DIRECTION 1:
Print the section of the passage on local government that runs from "A common source" up to and including "and Rockwood Terrace)", word for word.

EXCERPT PROVIDED:
# # # #

A common source of frustration: councils can pass resolutions about provincial or federal issues — homelessness funding, healthcare staffing, agricultural policy — but those are advocacy positions, not enforceable local decisions.
County Council
Lower-tier municipalities — like the Town of Saugeen Shores or the Municipality of Grey Highlands — sit within an upper-tier county (Bruce County or Grey County). County councils handle services that cross municipal boundaries:
County roads and bridges
Long-term care homes (Bruce County operates Brucelea Haven and Gateway Haven; Grey County operates Grey Gables, Lee Manor and Rockwood Terrace)
Social services, including Ontario Works administration
Affordable and subsidized housing (county housing waitlists)
Paramedic services
Economic development, tourism and planning support
Bruce County Council is made up of the mayors of its eight lower-tier municipalities. Grey County Council is made up of the mayors and deputy mayors of its nine lower-tier municipalities. Each county elects a Warden annually from among councillors.
The City of Owen Sound is a separated municipality and is not part of Grey County for governance purposes, though it participates in some shared services. Owen Sound voters do not elect county-level representatives.
School Board Trustees
Trustees are elected during municipal elections but serve a separate level of government. They sit on boards of education and oversee:
The board’s budget and capital priorities, including decisions about school construction, additions and closures
Hiring of the Director of Education
Local policies within the framework set by the Ministry of Education
Advocacy to the province on funding, programming and accommodation pressures
What this looks like locally: the Bluewater District School Board’s decision on the new Port Elgin elementary school build is a trustee-level decision. School boundary changes, accommodation reviews and decisions about which schools host specialized programs all run through trustees.

# # # #

DIRECTION 2:
Find each line in the records that contains the string "shirt" and copy those lines out unchanged.

# # # #

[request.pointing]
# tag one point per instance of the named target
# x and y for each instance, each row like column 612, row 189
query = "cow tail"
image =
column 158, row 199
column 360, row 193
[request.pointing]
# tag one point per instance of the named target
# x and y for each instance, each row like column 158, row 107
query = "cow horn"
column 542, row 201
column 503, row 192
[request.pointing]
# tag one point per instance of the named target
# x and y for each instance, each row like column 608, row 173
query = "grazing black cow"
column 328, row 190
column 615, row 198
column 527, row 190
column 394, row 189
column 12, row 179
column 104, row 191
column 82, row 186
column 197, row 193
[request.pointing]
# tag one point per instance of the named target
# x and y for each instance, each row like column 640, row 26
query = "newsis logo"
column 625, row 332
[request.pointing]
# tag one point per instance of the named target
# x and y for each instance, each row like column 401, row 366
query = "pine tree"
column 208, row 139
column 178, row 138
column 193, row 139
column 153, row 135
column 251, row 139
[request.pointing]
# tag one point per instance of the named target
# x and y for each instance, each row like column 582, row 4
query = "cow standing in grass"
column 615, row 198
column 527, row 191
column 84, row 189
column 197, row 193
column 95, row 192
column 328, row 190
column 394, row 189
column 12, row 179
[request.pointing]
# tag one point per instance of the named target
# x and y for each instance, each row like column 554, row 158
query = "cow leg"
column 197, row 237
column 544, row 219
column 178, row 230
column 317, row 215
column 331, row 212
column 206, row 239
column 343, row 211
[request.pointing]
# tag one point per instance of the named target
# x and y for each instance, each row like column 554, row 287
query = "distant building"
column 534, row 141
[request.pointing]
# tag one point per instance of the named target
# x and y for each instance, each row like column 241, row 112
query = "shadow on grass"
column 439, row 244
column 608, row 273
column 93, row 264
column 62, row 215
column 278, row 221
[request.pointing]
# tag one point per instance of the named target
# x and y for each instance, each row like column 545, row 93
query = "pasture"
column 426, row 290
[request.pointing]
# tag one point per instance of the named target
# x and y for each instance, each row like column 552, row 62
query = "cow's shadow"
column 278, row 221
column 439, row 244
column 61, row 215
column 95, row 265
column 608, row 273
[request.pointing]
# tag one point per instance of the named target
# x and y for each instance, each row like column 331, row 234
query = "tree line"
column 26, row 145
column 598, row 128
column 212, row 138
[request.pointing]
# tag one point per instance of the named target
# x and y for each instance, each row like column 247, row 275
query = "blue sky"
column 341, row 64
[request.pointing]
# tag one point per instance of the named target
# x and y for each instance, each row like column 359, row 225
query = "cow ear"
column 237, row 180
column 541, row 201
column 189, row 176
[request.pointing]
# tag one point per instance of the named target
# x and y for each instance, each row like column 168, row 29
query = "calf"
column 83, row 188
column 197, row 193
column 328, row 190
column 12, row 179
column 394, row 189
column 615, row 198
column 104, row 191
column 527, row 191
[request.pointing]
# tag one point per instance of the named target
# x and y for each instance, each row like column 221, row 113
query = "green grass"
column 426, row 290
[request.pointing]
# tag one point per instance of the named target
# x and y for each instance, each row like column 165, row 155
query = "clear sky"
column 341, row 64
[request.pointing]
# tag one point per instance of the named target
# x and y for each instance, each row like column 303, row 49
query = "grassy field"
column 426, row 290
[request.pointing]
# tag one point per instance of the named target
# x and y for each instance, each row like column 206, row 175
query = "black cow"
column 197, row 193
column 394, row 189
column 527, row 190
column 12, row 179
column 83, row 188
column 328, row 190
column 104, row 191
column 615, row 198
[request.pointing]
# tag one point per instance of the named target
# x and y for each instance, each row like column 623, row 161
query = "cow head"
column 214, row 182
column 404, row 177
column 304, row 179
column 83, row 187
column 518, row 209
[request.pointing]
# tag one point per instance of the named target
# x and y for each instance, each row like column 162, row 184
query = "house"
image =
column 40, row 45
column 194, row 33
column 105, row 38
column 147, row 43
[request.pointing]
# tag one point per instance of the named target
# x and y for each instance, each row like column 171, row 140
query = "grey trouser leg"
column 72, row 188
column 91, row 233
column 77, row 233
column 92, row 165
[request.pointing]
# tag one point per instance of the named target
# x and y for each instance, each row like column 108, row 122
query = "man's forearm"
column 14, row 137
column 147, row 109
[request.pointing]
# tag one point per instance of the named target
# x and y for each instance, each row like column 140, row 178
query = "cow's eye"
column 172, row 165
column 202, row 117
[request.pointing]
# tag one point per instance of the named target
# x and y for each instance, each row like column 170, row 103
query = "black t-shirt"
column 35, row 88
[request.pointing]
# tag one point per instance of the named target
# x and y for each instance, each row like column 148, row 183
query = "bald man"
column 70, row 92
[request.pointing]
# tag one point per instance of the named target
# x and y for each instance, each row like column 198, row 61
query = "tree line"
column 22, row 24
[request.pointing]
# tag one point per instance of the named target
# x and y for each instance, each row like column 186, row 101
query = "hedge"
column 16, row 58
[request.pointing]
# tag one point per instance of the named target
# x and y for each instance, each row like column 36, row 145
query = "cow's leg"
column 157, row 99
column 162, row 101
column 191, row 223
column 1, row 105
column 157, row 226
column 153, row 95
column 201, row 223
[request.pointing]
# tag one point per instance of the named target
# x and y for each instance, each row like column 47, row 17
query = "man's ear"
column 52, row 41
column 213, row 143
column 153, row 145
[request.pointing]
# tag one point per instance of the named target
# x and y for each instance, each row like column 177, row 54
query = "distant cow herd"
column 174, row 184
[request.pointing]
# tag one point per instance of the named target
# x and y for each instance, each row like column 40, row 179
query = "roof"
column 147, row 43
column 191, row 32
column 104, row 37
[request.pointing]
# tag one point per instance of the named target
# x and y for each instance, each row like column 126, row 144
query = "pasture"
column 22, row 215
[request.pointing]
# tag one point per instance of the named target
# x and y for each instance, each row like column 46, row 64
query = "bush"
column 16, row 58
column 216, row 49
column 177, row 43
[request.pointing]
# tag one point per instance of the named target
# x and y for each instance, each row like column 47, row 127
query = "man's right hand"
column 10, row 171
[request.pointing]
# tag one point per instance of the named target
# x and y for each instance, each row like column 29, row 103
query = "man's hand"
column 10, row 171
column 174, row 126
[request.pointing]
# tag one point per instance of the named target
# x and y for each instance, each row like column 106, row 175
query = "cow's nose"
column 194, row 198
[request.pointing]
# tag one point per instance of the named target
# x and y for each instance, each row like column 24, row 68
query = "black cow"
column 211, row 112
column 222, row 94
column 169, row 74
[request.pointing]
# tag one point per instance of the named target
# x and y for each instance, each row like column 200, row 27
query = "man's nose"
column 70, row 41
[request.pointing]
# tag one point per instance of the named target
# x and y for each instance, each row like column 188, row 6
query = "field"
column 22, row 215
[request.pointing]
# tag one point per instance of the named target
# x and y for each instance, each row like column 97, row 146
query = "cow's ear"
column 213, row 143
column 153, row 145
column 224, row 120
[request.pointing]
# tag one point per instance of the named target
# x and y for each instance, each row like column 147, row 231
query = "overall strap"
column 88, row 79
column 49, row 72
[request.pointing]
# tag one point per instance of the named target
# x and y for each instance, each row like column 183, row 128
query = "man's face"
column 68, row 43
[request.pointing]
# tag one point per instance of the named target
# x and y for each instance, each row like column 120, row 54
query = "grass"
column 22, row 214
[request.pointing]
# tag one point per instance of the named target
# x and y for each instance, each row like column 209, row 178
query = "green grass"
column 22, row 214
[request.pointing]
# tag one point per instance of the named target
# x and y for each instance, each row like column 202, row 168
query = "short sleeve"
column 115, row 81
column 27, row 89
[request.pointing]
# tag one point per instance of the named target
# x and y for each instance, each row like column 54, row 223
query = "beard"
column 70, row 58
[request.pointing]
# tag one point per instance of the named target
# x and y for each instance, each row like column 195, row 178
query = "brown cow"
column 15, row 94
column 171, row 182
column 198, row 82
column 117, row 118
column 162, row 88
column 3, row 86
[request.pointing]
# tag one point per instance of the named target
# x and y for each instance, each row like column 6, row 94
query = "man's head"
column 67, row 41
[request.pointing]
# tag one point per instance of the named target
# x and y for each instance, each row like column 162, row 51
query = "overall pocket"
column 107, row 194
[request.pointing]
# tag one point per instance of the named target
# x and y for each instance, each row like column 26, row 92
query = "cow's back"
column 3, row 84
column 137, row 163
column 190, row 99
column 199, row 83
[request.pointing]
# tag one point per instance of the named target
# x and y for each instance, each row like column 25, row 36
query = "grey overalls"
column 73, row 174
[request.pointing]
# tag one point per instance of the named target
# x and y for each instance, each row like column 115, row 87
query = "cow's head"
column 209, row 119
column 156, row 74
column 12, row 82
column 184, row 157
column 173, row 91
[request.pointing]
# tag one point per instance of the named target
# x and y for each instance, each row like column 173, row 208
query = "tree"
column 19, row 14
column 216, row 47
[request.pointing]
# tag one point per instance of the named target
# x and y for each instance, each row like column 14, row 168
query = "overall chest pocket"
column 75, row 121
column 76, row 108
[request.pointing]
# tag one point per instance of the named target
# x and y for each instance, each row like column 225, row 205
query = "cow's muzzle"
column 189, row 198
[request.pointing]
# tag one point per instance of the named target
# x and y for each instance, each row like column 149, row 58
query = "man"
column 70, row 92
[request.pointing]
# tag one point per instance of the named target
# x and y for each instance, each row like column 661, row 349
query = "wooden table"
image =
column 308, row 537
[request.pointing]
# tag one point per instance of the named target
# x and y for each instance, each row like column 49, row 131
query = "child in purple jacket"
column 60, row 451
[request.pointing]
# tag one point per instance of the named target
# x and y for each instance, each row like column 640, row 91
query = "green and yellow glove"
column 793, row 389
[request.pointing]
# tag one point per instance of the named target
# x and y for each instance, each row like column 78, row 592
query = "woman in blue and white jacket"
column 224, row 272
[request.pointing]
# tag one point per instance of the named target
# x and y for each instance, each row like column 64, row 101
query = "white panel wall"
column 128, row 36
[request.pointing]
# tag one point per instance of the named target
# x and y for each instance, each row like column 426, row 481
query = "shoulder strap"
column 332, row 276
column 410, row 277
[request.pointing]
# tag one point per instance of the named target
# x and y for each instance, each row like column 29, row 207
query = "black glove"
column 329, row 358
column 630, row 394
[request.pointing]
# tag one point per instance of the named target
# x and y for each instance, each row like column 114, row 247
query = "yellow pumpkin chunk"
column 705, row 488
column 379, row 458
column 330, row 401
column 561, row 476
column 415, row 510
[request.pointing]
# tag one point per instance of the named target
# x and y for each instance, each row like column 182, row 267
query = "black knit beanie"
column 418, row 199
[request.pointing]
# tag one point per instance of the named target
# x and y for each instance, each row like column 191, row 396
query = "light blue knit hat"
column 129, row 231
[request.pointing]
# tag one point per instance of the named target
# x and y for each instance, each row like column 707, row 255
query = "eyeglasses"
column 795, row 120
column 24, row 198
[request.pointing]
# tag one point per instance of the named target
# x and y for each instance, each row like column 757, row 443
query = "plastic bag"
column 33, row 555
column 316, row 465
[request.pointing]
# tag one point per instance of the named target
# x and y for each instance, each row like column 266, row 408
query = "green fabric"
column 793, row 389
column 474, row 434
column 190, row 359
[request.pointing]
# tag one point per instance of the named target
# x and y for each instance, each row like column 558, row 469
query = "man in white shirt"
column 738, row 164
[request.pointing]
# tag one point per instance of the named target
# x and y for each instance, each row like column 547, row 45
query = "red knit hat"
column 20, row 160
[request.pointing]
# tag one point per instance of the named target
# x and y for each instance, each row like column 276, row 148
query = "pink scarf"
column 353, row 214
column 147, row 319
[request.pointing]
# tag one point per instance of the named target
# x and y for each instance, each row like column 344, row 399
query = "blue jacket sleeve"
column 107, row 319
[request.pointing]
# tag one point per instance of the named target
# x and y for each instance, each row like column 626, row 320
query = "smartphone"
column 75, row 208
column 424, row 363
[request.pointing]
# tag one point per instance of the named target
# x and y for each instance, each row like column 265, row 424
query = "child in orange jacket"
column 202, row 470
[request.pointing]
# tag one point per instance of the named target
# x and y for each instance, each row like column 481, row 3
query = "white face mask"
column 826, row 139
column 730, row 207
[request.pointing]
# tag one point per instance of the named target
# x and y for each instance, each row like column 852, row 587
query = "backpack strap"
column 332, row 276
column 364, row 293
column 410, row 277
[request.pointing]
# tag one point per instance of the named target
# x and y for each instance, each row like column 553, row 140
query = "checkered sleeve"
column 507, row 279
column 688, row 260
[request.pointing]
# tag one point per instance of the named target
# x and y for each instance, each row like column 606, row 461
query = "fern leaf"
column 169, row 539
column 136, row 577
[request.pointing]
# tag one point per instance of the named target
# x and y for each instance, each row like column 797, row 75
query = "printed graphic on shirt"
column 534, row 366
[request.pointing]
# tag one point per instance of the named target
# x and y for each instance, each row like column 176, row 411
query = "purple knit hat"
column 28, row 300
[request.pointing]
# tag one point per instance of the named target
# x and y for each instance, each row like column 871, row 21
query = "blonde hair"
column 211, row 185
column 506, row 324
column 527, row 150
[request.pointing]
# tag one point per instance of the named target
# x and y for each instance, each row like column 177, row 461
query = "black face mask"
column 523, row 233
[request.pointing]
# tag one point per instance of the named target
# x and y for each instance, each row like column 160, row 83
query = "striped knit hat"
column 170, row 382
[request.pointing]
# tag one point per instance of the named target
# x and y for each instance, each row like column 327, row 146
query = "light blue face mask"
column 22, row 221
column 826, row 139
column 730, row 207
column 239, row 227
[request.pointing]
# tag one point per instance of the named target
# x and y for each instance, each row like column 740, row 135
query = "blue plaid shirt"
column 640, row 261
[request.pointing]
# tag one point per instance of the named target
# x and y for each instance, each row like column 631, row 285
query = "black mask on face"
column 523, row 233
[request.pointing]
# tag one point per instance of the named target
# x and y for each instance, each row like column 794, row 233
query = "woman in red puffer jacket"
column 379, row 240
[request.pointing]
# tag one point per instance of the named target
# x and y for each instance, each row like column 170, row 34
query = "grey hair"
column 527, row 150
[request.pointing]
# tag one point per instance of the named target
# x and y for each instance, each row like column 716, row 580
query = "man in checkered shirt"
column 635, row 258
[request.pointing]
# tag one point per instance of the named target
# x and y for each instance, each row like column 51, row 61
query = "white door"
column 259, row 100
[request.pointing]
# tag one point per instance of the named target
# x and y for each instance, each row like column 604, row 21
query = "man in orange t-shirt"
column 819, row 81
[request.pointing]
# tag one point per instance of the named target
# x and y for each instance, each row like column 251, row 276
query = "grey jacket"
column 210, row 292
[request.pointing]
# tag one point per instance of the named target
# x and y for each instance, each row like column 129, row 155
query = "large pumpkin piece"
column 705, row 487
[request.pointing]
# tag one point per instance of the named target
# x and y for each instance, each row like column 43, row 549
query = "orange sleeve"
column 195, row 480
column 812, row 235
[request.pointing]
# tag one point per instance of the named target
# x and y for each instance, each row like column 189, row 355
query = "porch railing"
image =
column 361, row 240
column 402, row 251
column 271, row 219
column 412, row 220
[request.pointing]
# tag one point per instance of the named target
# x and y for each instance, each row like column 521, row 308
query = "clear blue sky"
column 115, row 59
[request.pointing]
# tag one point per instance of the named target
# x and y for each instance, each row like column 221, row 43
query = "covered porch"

# # # #

COMPLETE RESPONSE 1:
A common source of frustration: councils can pass resolutions about provincial or federal issues — homelessness funding, healthcare staffing, agricultural policy — but those are advocacy positions, not enforceable local decisions.
County Council
Lower-tier municipalities — like the Town of Saugeen Shores or the Municipality of Grey Highlands — sit within an upper-tier county (Bruce County or Grey County). County councils handle services that cross municipal boundaries:
County roads and bridges
Long-term care homes (Bruce County operates Brucelea Haven and Gateway Haven; Grey County operates Grey Gables, Lee Manor and Rockwood Terrace)

COMPLETE RESPONSE 2:
query = "black t-shirt"
query = "man in white shirt"
query = "printed graphic on shirt"
query = "blue plaid shirt"
query = "man in checkered shirt"
query = "man in orange t-shirt"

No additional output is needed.